• Instructions to follow:
Reproduce the material below in full, substituting "shelf inspection" for every "planogram audit" and leaving everything else unchanged.

• Available data:
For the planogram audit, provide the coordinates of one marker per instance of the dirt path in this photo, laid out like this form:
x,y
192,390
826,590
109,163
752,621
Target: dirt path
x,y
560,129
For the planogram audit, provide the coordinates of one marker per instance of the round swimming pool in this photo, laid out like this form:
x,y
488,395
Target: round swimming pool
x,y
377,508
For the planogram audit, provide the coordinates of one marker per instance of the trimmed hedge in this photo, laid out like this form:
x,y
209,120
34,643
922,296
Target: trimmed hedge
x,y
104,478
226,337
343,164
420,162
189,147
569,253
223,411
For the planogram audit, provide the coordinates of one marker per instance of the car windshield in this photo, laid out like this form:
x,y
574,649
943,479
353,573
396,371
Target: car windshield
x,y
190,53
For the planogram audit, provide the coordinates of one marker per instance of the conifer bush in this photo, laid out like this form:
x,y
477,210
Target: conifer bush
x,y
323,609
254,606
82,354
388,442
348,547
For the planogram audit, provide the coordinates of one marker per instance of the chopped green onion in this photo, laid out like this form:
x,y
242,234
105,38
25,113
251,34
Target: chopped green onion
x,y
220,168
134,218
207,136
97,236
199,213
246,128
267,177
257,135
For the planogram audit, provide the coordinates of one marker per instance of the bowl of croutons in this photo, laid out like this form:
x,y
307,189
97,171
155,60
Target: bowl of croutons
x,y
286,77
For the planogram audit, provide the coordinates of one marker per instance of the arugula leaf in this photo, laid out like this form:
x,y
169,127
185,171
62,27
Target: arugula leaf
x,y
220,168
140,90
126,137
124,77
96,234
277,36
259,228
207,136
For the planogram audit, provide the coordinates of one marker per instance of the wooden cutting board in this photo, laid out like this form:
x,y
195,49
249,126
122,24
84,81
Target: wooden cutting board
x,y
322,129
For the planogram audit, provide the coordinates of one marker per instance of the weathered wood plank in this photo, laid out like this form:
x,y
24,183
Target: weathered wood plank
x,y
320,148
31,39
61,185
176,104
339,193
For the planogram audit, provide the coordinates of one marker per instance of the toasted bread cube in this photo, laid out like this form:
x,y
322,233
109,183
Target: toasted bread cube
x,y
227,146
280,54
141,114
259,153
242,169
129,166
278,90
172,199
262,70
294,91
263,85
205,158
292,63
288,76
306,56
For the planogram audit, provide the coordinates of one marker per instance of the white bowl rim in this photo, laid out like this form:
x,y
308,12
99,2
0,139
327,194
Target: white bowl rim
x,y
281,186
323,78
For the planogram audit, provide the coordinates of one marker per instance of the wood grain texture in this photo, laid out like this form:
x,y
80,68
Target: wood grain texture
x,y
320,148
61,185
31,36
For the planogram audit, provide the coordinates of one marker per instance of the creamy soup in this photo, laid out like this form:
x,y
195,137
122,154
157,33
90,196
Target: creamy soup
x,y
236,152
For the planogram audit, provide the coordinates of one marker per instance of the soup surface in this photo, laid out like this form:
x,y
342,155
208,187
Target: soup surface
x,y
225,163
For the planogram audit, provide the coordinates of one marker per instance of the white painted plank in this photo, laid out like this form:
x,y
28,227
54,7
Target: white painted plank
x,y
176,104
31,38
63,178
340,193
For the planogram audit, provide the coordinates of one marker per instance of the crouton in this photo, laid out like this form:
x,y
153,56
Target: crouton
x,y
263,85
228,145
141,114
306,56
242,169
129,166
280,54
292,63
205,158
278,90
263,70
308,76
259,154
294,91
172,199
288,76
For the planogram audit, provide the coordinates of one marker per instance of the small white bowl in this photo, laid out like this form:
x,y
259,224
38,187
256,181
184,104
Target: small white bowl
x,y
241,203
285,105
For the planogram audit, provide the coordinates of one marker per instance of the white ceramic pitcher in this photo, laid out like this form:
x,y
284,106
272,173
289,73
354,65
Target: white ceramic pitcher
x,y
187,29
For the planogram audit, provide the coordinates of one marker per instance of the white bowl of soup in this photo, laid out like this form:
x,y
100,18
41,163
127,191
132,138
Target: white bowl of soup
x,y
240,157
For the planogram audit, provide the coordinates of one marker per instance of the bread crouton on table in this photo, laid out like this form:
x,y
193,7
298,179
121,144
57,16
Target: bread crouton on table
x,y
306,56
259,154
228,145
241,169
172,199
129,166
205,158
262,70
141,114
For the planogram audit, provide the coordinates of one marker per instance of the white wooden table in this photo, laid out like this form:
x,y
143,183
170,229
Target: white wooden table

• Solution to the exercise:
For the shelf inspection, provide the coordinates of one marker per instance of the dirt path in this photo, laid out like this form:
x,y
192,390
826,590
109,163
752,621
Target: dirt path
x,y
560,129
For the shelf inspection, provide the coordinates of one marker per instance of the round swimming pool in this photo, laid out like this form:
x,y
488,395
Target: round swimming pool
x,y
377,508
For the shelf inspection, provide the coordinates of one marker per instance of the trimmed hedge in this photo, laid out like this form:
x,y
209,120
34,643
922,296
Target: trimmed hedge
x,y
104,478
226,337
343,164
420,162
189,147
569,253
223,411
For the shelf inspection, provide the coordinates of one marker per instance of the car windshield in this photo, laid out like this form:
x,y
574,649
943,479
353,573
396,371
Target: car windshield
x,y
190,53
For the shelf inspection, provide the coordinates of one marker per instance of the conifer bush in this photo, laid out like this form:
x,y
477,210
Target: conifer bush
x,y
323,609
254,606
82,354
388,442
348,547
For the shelf inspection, provide the coordinates of one marker per instance of the chopped green onion in this photo, laid out like this form:
x,y
242,234
105,38
25,113
251,34
Target: chopped green onion
x,y
220,168
134,218
207,136
97,236
199,213
246,128
267,177
257,135
For the shelf inspection, provide the coordinates of one marker per instance of the bowl of croutons in this photo, laid out like this form:
x,y
307,189
97,171
155,60
Target: bowl of croutons
x,y
286,77
For the shelf inspection, provide the coordinates of one marker per instance of the arugula leaf in this photo, laid out like this form:
x,y
169,127
185,171
62,27
Target: arugula leaf
x,y
220,168
140,90
126,137
124,77
96,234
277,36
259,228
207,136
For the shelf inspection, provide the coordinates of one marker per instance of the wooden cutting board in this photo, laid out like this form:
x,y
195,49
249,126
122,24
84,81
Target: wooden cutting board
x,y
322,129
For the shelf inspection, provide the coordinates of one marker per instance of the weathered wood plank in this photo, laid out like this form:
x,y
24,183
Target: weathered wood plank
x,y
320,148
31,39
61,185
176,104
339,193
For the shelf inspection, provide the coordinates of one marker per instance of the toasted bread cube in this photo, laid out like this form:
x,y
322,233
109,183
Target: toasted bread cube
x,y
227,146
280,54
141,114
259,153
242,169
129,166
278,90
172,199
262,70
294,91
263,85
205,158
292,63
288,76
306,56
For the shelf inspection, provide the coordinates of one marker per instance of the white bowl rim in this photo, laid out like this form:
x,y
308,12
99,2
0,139
327,194
Target: white bowl rim
x,y
281,186
323,78
For the shelf inspection, provide the coordinates of one marker per instance of the wood grain texture in this photo, laid out like this form:
x,y
80,68
Target: wood grain texture
x,y
320,148
61,185
31,36
For the shelf inspection, provide the coordinates of one marker per instance of the creamy soup in this photo, laid out like this form:
x,y
195,137
122,154
157,33
90,196
Target: creamy soup
x,y
236,152
For the shelf inspection, provide the coordinates of one marker per instance of the soup surface in this photo, laid out like this form:
x,y
342,155
208,187
Target: soup surface
x,y
225,163
For the shelf inspection, provide the coordinates of one marker per instance of the white painted plank in this photo, laid out like this form:
x,y
28,227
54,7
Target: white painted plank
x,y
176,104
31,38
63,178
340,193
For the shelf inspection, provide the coordinates of one marker per instance of the crouton in this photo, laid out like this form:
x,y
153,56
Target: crouton
x,y
263,85
228,145
141,114
306,56
242,169
129,166
280,54
292,63
205,158
278,90
263,70
308,76
259,154
294,91
172,199
288,76
For the shelf inspection, provide the coordinates of one marker per instance of the small white bowl in this photo, laid out like this form:
x,y
259,224
38,187
256,181
184,104
Target: small white bowl
x,y
241,203
285,105
For the shelf inspection, provide the coordinates of one marker per instance of the white ceramic pitcher in this photo, laid out like this form:
x,y
284,106
272,173
289,73
354,65
Target: white ceramic pitcher
x,y
187,29
For the shelf inspection, provide the coordinates of one marker per instance of the white bowl of soup in this photo, laid out like this form:
x,y
100,18
41,163
127,191
132,138
Target: white bowl of soup
x,y
240,157
For the shelf inspection, provide the coordinates of one marker per instance of the bread crouton on table in this photo, laid out like this form:
x,y
193,7
298,179
121,144
57,16
Target: bread crouton on table
x,y
306,56
259,154
228,145
241,169
172,199
129,166
205,158
262,70
141,114
For the shelf inspection, provide the coordinates of one marker per instance of the white wooden table in this photo, laid out like this form:
x,y
143,183
170,229
Target: white wooden table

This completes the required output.